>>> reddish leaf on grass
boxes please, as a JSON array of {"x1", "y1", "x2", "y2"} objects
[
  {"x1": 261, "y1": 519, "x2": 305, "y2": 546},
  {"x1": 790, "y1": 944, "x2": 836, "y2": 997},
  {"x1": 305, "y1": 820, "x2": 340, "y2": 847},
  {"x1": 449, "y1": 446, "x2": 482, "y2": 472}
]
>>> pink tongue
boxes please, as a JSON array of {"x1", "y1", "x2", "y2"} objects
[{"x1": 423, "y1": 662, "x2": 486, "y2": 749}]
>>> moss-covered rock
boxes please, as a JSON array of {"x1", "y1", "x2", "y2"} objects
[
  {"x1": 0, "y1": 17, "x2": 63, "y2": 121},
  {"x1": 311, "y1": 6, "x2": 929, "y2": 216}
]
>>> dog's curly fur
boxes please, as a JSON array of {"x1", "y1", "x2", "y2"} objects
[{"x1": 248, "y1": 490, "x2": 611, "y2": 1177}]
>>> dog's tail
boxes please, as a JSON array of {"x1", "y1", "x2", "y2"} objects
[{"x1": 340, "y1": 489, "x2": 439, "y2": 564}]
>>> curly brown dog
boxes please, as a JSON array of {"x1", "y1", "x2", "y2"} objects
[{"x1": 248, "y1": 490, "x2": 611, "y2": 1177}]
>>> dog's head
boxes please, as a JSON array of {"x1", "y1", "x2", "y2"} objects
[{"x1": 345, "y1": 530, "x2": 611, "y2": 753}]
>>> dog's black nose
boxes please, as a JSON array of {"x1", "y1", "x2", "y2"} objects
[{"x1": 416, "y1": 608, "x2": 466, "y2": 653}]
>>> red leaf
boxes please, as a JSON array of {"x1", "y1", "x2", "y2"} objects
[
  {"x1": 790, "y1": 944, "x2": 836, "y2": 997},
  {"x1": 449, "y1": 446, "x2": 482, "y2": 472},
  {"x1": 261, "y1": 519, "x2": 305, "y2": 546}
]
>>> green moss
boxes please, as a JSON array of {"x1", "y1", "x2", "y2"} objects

[Stated problem]:
Convert every line of the records above into a numbered list, leaving out any blank lines.

[Answer to this problem]:
1. >>> reddish leaf on grass
2. boxes please, as a JSON array of {"x1", "y1", "x2", "y2"} objects
3. [
4.   {"x1": 261, "y1": 519, "x2": 305, "y2": 546},
5.   {"x1": 790, "y1": 944, "x2": 836, "y2": 997},
6.   {"x1": 305, "y1": 820, "x2": 340, "y2": 847},
7.   {"x1": 449, "y1": 446, "x2": 482, "y2": 472}
8. ]
9. >>> pink tongue
10. boxes please, as a JSON array of {"x1", "y1", "x2", "y2"} objects
11. [{"x1": 423, "y1": 662, "x2": 486, "y2": 749}]
12. >>> moss-covered rock
13. boxes please, as a JSON array of {"x1", "y1", "x2", "y2"} objects
14. [
15.   {"x1": 0, "y1": 17, "x2": 63, "y2": 121},
16.   {"x1": 311, "y1": 6, "x2": 929, "y2": 216}
17. ]
18. >>> dog's curly fur
19. boxes please, as a JSON array of {"x1", "y1", "x2", "y2"} objects
20. [{"x1": 248, "y1": 490, "x2": 611, "y2": 1177}]
21. >>> dog's tail
22. boxes please, as a JSON array of {"x1", "y1", "x2", "y2"} objects
23. [{"x1": 340, "y1": 489, "x2": 439, "y2": 564}]
24. >>> curly brown dog
25. boxes please, as a JSON array of {"x1", "y1", "x2", "y2"} objects
26. [{"x1": 248, "y1": 490, "x2": 611, "y2": 1177}]
27. >>> dog's head
28. boxes please, as a JSON array of {"x1", "y1", "x2", "y2"} objects
29. [{"x1": 345, "y1": 530, "x2": 611, "y2": 753}]
30. >>> dog's black nose
31. boxes please, as a JSON array of {"x1", "y1", "x2", "y2"} objects
32. [{"x1": 416, "y1": 608, "x2": 466, "y2": 653}]
33. >>> red leaf
34. boxes please, as a JSON array of {"x1", "y1", "x2", "y2"} objects
35. [
36.   {"x1": 790, "y1": 944, "x2": 836, "y2": 997},
37.   {"x1": 449, "y1": 446, "x2": 482, "y2": 472},
38.   {"x1": 261, "y1": 519, "x2": 305, "y2": 546}
39. ]
40. >>> green moss
41. boxes please, as a JSON array of {"x1", "y1", "x2", "y2"} objects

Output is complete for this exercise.